[Short task]
Change every "pixel-precise" in the rows below to "exact", and leave everything else unchanged.

[Data for this task]
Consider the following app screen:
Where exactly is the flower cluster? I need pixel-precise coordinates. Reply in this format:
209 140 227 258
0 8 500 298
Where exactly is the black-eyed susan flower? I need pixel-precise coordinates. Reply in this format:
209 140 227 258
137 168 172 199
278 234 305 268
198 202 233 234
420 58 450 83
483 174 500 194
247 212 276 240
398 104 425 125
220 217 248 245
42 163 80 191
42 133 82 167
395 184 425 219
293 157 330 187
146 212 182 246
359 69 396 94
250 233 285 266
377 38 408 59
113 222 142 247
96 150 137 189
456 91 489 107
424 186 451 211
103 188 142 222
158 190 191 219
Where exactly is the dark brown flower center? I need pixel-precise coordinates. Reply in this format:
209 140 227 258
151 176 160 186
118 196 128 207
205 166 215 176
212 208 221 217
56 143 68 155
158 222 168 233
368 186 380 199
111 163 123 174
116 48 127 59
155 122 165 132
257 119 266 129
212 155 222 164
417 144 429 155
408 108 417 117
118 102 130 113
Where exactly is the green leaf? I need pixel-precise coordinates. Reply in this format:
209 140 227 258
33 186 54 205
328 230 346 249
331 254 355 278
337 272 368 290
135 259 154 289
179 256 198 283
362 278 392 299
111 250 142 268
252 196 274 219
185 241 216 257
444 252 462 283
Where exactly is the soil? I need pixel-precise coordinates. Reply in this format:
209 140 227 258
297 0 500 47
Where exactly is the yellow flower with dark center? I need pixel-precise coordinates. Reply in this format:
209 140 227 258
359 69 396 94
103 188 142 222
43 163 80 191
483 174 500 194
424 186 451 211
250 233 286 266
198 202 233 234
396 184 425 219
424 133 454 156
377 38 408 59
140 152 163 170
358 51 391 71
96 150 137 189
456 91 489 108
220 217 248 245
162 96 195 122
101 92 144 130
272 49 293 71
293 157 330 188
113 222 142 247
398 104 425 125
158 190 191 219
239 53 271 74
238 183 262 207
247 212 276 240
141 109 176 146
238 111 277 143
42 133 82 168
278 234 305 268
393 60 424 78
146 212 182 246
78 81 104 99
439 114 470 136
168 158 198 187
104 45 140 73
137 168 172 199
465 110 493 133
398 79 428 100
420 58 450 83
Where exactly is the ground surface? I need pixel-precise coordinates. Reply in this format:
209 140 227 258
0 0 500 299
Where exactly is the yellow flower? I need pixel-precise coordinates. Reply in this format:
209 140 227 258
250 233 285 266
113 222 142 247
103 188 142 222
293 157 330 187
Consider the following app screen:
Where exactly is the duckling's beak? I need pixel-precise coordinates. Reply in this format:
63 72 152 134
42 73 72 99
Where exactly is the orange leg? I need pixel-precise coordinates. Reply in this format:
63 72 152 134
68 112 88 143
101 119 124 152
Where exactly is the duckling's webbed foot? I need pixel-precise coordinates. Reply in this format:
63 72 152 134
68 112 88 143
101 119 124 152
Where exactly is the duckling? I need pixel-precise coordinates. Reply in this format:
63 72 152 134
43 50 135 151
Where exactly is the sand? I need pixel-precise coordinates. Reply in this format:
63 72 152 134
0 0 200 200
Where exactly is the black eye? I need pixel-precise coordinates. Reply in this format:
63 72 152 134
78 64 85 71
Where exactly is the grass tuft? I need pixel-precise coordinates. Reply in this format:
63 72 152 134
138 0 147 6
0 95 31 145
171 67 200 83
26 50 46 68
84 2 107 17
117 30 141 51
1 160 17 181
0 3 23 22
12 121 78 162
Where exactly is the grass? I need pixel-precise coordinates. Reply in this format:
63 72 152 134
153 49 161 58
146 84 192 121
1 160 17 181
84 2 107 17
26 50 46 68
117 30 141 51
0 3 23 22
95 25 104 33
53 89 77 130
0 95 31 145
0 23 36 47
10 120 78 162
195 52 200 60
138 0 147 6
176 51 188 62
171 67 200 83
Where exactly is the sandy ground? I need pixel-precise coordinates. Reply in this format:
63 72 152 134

[Output for this task]
Consider the following app screen:
Where exactly is the flower cluster? I need exact coordinates. Reply in this format:
209 140 227 258
0 8 500 298
Where exactly is the black-eyed susan flower? I need exact coordinates. Reply in this format:
209 140 227 258
137 168 172 199
278 234 305 268
198 202 233 234
420 58 450 83
483 174 500 194
247 212 276 240
398 104 425 125
220 217 248 245
42 163 80 191
42 133 82 167
395 184 425 219
293 157 330 187
146 212 182 246
359 69 396 94
250 233 285 266
377 38 408 59
113 222 142 247
96 150 137 189
456 91 489 107
424 186 451 211
103 188 142 222
158 190 191 219
Where exactly is the dark brown flower center? I need exact coordinates. Reply in this format:
209 140 227 258
151 176 160 186
118 196 128 207
205 166 215 176
212 208 221 217
56 143 68 155
158 222 168 233
368 186 380 199
111 163 123 174
116 48 127 59
155 122 165 132
257 119 266 129
212 155 222 164
417 144 429 155
408 108 417 117
118 102 130 113
Where exactly is the green leaf? I need exact coordinates. Reply in this format:
209 140 227 258
33 186 54 205
328 230 346 249
331 254 355 278
337 272 368 290
135 259 154 289
179 256 198 283
362 278 392 299
111 250 142 268
252 196 274 219
185 241 216 257
444 252 462 283
Where exactly is the soil? I need exact coordinates. Reply in this format:
209 140 227 258
297 0 500 47
Where exactly is the yellow flower with dark center? I need exact coordinates. Reply in this format:
209 140 227 258
359 69 396 94
103 188 142 222
43 163 80 191
483 174 500 194
424 186 451 211
250 233 286 266
198 202 233 234
396 184 425 219
424 133 454 156
377 38 408 59
140 152 163 170
358 51 391 71
96 150 137 189
456 91 489 108
220 217 248 245
162 96 195 122
101 92 144 130
272 49 293 71
293 157 330 188
113 222 142 247
398 104 425 125
158 190 191 219
239 53 271 74
238 183 262 207
247 212 276 240
141 109 176 146
238 111 277 143
42 133 82 168
278 234 305 268
393 60 424 78
146 212 182 246
78 81 104 99
439 114 470 136
168 158 198 187
104 45 140 73
137 168 172 199
465 110 493 133
398 79 428 100
420 58 450 83
Where exactly is the ground surface? I need exact coordinates. Reply in this format:
209 140 227 258
0 0 500 299
Where exactly is the yellow flower? I need exact coordinates. Reply in this format:
209 140 227 258
250 233 285 266
113 222 142 247
103 188 142 222
293 157 330 187
Consider the following app screen:
Where exactly is the duckling's beak? I need exact coordinates. Reply in this format:
63 72 152 134
42 73 72 99
Where exactly is the orange leg? I need exact coordinates. Reply in this format:
63 72 152 134
68 112 88 143
101 119 124 152
Where exactly is the duckling's webbed foot? I need exact coordinates. Reply in this format:
63 72 152 134
68 112 88 143
101 119 124 152
Where exactly is the duckling? I need exact coordinates. Reply in this format:
63 72 152 134
43 50 135 151
Where exactly is the sand? I need exact coordinates. Reply in this format:
63 72 152 134
0 0 200 200
Where exactly is the black eye? I need exact coordinates. Reply in this format:
63 72 152 134
78 64 85 71
Where exactly is the grass tuft? I need exact coordinates. Reply in this format:
63 72 152 134
138 0 147 6
0 95 31 145
171 67 200 83
26 50 46 68
84 2 107 17
117 30 141 51
1 160 17 181
0 3 23 22
12 121 78 162
Where exactly is the grass? I need exact coordinates. Reply in this format:
63 72 152 134
153 49 161 58
146 84 192 121
1 160 17 181
84 2 107 17
26 50 46 68
117 30 141 51
0 3 23 22
95 25 104 33
53 89 77 130
0 95 31 145
0 23 36 47
10 120 78 162
195 52 200 60
138 0 147 6
176 51 188 62
171 67 200 83
Where exactly is the sandy ground? I need exact coordinates. Reply in this format:
63 72 152 134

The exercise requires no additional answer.